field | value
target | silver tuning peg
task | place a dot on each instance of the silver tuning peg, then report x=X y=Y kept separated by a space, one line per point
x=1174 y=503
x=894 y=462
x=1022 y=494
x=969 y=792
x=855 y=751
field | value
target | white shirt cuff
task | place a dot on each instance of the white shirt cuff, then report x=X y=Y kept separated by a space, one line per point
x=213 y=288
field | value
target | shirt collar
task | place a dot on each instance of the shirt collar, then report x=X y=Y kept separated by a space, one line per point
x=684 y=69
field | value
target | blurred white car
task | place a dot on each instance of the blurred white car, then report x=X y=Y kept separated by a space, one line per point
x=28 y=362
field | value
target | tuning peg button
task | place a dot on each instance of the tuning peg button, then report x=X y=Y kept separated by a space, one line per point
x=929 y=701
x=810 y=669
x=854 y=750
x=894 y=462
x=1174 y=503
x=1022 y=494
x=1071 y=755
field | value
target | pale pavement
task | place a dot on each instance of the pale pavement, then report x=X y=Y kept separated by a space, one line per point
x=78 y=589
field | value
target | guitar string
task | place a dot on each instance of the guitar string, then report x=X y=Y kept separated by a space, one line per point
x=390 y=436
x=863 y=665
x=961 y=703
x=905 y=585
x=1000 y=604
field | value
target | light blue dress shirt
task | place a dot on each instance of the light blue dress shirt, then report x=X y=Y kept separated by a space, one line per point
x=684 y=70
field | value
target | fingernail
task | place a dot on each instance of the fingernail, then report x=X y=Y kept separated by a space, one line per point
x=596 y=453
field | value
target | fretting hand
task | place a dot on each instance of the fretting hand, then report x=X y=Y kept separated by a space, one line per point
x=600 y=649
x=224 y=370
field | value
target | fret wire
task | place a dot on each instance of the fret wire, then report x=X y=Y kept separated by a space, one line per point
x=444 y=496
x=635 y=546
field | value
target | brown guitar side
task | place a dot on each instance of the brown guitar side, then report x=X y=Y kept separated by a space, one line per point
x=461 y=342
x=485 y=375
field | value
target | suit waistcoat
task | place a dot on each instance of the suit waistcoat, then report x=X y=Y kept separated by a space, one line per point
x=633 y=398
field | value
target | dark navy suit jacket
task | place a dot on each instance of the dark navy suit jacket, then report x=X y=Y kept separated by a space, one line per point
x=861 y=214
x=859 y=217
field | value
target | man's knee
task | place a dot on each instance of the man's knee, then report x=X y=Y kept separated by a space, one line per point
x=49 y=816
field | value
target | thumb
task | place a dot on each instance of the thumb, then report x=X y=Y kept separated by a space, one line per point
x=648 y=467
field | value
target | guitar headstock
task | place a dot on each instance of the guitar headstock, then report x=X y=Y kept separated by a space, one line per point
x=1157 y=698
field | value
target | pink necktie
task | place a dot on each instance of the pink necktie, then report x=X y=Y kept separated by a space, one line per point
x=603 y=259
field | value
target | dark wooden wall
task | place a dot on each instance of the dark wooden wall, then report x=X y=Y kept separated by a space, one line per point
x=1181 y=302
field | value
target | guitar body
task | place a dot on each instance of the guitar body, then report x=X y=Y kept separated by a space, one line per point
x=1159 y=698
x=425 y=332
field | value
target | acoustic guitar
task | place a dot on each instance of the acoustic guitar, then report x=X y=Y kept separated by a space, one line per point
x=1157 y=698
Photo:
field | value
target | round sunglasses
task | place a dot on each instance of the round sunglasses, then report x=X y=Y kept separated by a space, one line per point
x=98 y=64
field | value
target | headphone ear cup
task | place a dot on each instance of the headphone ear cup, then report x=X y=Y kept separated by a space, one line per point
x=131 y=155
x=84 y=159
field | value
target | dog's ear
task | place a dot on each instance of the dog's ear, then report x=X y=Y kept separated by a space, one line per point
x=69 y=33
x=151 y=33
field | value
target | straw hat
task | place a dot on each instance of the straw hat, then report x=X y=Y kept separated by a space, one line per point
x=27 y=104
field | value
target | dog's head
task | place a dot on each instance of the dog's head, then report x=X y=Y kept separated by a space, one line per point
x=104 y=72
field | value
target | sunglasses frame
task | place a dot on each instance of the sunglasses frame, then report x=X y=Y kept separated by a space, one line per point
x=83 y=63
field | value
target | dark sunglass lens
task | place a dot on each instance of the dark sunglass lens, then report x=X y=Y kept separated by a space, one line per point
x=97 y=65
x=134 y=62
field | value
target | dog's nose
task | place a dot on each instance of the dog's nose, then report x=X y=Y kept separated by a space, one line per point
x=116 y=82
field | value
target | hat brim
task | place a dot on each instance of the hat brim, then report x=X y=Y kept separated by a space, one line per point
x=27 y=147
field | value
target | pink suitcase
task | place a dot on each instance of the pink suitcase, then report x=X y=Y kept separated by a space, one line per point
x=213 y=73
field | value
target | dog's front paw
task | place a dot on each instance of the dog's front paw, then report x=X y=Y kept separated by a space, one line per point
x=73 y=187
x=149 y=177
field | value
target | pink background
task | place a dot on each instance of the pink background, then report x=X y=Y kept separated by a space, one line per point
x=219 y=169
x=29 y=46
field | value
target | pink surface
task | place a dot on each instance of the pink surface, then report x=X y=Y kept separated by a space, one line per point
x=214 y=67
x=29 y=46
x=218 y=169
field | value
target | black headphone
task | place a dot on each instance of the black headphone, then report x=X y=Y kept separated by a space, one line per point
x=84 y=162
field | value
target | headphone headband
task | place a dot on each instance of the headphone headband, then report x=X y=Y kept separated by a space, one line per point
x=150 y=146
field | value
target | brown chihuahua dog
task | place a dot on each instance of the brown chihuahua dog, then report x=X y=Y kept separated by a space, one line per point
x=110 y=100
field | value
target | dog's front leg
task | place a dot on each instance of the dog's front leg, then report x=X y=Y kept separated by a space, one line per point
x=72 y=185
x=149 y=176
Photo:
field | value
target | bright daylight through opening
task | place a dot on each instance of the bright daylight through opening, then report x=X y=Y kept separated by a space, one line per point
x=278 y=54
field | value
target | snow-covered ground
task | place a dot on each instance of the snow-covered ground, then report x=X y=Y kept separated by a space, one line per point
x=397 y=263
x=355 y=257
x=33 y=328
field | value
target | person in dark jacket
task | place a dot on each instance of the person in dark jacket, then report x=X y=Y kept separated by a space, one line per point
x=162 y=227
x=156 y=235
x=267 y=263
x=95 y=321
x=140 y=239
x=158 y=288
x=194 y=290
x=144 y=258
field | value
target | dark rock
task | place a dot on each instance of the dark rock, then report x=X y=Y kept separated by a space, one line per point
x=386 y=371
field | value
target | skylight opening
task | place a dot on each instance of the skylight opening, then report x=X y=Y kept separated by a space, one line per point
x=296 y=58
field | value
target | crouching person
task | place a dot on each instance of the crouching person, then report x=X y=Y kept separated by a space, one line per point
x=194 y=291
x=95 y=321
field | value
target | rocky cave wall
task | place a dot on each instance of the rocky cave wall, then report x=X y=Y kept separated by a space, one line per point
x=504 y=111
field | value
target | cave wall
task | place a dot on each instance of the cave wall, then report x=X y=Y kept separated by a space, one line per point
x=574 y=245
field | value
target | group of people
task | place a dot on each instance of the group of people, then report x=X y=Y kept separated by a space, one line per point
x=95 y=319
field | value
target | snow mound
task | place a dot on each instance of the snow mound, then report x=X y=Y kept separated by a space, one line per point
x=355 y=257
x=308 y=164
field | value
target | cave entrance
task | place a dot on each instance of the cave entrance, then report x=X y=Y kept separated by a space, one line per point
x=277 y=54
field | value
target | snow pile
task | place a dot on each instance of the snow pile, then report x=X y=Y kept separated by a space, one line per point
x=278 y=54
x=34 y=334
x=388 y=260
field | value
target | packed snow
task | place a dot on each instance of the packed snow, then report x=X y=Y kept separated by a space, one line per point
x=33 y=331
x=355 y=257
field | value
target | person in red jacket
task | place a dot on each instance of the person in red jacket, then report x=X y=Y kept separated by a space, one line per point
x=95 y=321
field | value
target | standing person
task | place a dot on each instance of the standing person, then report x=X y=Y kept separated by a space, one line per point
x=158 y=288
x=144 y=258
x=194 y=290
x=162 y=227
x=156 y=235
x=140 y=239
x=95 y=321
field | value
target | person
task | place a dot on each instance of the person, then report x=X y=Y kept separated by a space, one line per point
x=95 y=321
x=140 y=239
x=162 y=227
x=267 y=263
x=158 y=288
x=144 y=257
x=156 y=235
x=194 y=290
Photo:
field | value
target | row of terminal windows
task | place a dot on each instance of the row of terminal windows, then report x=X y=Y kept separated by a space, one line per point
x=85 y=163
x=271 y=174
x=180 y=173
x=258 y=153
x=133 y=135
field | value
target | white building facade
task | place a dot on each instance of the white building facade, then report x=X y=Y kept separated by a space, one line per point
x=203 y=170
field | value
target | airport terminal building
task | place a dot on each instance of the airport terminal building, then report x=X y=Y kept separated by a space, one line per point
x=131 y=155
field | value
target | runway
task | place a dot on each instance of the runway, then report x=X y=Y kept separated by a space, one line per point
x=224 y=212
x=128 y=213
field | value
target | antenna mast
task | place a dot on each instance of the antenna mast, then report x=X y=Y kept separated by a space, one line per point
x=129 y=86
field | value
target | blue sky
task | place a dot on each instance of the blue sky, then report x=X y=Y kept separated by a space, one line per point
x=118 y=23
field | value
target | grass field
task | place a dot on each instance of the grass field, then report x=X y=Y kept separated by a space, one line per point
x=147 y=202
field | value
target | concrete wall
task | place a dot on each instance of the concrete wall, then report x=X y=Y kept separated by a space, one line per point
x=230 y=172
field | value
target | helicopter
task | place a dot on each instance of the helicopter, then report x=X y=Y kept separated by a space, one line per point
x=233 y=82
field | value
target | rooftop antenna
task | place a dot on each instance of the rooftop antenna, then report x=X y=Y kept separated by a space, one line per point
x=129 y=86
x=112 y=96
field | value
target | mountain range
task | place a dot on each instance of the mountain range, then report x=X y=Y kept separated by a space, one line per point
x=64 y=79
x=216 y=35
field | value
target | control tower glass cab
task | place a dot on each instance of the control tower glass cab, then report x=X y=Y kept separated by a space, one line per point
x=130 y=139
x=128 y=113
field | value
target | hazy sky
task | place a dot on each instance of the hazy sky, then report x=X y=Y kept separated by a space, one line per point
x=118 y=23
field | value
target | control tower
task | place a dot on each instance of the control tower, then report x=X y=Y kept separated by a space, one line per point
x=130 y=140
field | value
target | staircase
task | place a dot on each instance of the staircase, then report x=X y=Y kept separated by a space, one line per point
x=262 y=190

> _To be done_:
Count the lines in the items above that contain the string "rooftop". Give only the number.

> _Answer to the exercise_:
2